==== MATERIAL FOR THE TASK

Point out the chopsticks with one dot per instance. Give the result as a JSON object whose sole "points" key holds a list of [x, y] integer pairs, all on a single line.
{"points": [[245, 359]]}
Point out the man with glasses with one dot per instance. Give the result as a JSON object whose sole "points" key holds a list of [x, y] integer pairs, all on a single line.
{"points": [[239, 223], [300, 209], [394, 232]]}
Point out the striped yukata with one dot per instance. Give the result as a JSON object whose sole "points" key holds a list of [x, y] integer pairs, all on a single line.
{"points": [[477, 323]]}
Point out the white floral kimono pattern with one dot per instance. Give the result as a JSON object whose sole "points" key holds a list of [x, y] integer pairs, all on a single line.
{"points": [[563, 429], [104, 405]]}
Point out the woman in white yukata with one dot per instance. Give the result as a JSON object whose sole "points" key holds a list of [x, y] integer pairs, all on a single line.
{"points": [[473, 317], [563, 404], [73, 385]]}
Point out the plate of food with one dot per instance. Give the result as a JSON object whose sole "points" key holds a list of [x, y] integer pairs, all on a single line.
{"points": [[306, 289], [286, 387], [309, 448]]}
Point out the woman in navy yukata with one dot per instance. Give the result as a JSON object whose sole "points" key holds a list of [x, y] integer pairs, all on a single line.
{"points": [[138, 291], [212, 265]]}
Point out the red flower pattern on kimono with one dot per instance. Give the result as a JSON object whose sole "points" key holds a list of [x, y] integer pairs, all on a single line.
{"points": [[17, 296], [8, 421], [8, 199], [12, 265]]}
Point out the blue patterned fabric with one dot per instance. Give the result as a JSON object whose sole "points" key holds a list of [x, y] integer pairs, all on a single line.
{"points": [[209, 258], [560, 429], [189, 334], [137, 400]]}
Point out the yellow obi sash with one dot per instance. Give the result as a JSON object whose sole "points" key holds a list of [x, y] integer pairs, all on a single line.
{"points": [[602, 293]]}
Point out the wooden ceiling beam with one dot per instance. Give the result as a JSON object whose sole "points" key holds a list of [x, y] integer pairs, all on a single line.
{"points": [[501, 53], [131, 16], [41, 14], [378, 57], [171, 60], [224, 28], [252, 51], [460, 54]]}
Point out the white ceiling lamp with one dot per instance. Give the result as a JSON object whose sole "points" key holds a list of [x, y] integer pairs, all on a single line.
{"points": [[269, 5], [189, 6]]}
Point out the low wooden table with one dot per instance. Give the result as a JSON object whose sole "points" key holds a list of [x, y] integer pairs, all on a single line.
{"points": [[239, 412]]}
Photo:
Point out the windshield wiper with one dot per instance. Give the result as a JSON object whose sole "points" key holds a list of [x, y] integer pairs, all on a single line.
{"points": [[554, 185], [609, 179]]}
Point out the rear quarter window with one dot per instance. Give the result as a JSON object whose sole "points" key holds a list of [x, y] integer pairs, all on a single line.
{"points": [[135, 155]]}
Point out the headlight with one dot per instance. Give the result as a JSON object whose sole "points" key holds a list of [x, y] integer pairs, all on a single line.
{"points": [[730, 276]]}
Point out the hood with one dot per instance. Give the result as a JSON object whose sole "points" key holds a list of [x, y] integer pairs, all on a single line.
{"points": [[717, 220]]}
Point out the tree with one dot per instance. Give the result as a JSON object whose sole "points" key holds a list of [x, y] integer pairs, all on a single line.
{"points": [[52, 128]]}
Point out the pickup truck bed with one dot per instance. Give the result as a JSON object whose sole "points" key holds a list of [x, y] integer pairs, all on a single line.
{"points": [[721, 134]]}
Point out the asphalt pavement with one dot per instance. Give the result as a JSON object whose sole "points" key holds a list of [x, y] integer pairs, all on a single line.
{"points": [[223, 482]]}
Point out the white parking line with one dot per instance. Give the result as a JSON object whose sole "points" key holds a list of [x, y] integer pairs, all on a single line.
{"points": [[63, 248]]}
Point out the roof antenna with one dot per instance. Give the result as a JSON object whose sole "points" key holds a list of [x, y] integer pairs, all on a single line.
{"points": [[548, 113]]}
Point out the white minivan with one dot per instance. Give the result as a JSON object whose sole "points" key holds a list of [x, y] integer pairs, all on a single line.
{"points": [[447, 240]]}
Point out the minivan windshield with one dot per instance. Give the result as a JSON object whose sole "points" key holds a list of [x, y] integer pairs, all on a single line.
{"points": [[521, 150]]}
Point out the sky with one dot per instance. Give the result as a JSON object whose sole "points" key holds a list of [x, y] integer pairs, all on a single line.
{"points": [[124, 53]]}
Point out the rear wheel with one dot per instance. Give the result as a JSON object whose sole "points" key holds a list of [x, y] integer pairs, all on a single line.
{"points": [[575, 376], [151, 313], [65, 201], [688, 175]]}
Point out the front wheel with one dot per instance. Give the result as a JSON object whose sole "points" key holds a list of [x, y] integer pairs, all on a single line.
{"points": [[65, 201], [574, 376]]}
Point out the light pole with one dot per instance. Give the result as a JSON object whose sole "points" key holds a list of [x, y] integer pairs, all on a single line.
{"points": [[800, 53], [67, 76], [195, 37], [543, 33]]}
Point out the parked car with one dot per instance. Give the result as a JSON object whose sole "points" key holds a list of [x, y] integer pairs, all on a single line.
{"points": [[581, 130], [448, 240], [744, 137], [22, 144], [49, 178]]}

========

## EXERCISE
Please reproduce every line of the material word for word.

## ANSWER
Point out the chopsticks with one dot per instance. Give the result as a JSON object whose sole "points" key holds a list of [x, y] integer pairs, all on a single line.
{"points": [[245, 359]]}
Point out the man with glasses with one dot per instance. Give the result as a JSON object whose sole "points" key holds a list of [x, y] integer pairs, all on a single line.
{"points": [[239, 223], [300, 209], [394, 232]]}
Point out the striped yukata with one dot per instance. Give the result as a JSON object whose sole "points" key holds a list of [x, y] integer pairs, all on a single line.
{"points": [[477, 323]]}
Point out the white floral kimono pattern with one dot per instance. Give the result as a JSON object whose sole "points" key holds a list of [x, y] integer pairs, all on a single line.
{"points": [[563, 429], [104, 405]]}
Point out the woman in white yukata with one dot per instance. Give the result as a JSON object whose sole "points" key holds a list of [x, y] integer pairs, all on a single line.
{"points": [[473, 317], [563, 404], [73, 385]]}
Point out the plate of food with one dot per instance. Give the result as a JSON object whose sole "points" key holds a list of [x, y] integer pairs, all on a single line.
{"points": [[306, 289], [286, 387], [309, 448]]}
Point out the woman in navy yukata with one dot per instance. Give the result as a JSON object whose sole "points" key holds a list of [x, y] integer pairs, all on a single line.
{"points": [[138, 291], [212, 265]]}
Point out the red flower pattern on kimono with one dot per instance. Give the result as a JSON object whose sole "points" key holds a list of [x, y] integer pairs, all on a single line.
{"points": [[17, 296], [8, 421], [8, 199], [12, 265]]}
Point out the blue patterned fabric with one dot per instance. Give the result as a JSON object whose sole "points" key holds a list of [x, y] integer pairs, all on a single line.
{"points": [[209, 258], [560, 429], [189, 334], [137, 400]]}
Point out the yellow obi sash with one dot per instance. Give the result as a JSON object whose sole "points" key holds a list of [x, y] integer pairs, all on a single line.
{"points": [[602, 293]]}
Point out the wooden ceiling beam with one dot per instance. Give the result as a JSON object whose sole "points" key holds a list of [x, y] integer pairs, all on a single line.
{"points": [[501, 53], [131, 16], [41, 14], [378, 57], [171, 60], [224, 28], [252, 51], [460, 54]]}
Point out the white ceiling lamp with one dot per instance. Give the result as a JSON object whose sole "points" key holds a list of [x, y] integer pairs, all on a single line.
{"points": [[269, 5], [189, 6]]}
Point out the low wooden table with one dot per instance. Give the result as a JSON object whose sole "points" key holds a list of [x, y] integer pairs, all on a single line.
{"points": [[239, 412]]}
Photo:
Point out the windshield wiper with one dot per instance. Give the result as a JSON object whose sole "points" key holds a list of [x, y] integer pairs, all on a single line.
{"points": [[554, 185], [609, 179]]}
Point out the rear quarter window with one dot per instance. Give the result as a JSON object whose sole "points" key holds a list of [x, y] integer pairs, all on a single line.
{"points": [[135, 155]]}
Point out the headlight with one dot per instance. Give the result as a JSON object whose sole "points" key holds a list of [x, y] integer pairs, all on a single line.
{"points": [[730, 276]]}
Point out the hood with one dot per instance. Give the result as a JSON object whose sole "points" key holds a list of [x, y] integer pairs, all on a single line.
{"points": [[717, 220]]}
Point out the tree with one dot per instance. Give the result as a JSON object whose sole "points" key holds a list of [x, y] integer pairs, all on a single line.
{"points": [[52, 128]]}
Point out the pickup truck bed with one dot per instance. Give the result as a JSON object whose sole "points" key holds a list of [x, y] integer pairs, all on a single line.
{"points": [[721, 134]]}
Point out the asphalt pavement with one dot per instance. Give the result as a JSON object whose sole "points" key holds a list of [x, y] integer pairs, all on a single line.
{"points": [[223, 482]]}
Point out the white parking line with one dot per instance. Give the result as a JSON object whose sole "points" key holds a list of [x, y] integer pairs, all on a single line.
{"points": [[63, 248]]}
Point out the roof antenna with one dot per instance. Give the result as a JSON object whose sole "points" key holds a list of [x, y] integer pairs, all on a single line.
{"points": [[548, 113]]}
Point out the white minivan with one dot per instance. Give the result as a JSON object whose sole "points" key holds a list of [x, y] integer pairs, all on a single line.
{"points": [[447, 240]]}
Point out the minivan windshield with one dot per instance. Give the result as a JSON object whose sole "points" key holds a list of [x, y] integer pairs, all on a single line.
{"points": [[521, 150]]}
Point out the sky with one dot per instance. Give the result as a JSON object whose sole "points" key holds a list of [x, y] integer pairs, all on a single line.
{"points": [[124, 53]]}
Point out the rear wheel with one dot per instance. Give the result as a JSON object whose sole "points" key holds a list of [x, y] integer pairs, all on a single line.
{"points": [[575, 376], [151, 313], [65, 201], [688, 175]]}
Point out the front wheel with one dot per instance. Give the result as a JSON object whose sole "points" key holds a list of [x, y] integer pairs, all on a single line.
{"points": [[65, 201], [574, 376]]}
Point out the light pole with one dot per instance. Give the result as a JSON object whose sole "points" key holds a list of [x, y] integer pairs, all on a single line.
{"points": [[800, 53], [67, 76], [195, 37], [543, 33]]}
Point out the parked car with one dot per instance. Give the result as a JSON object whose sole "points" key holds a list of [x, y] integer pairs, all on a single line.
{"points": [[581, 130], [448, 240], [744, 137], [22, 144], [49, 178]]}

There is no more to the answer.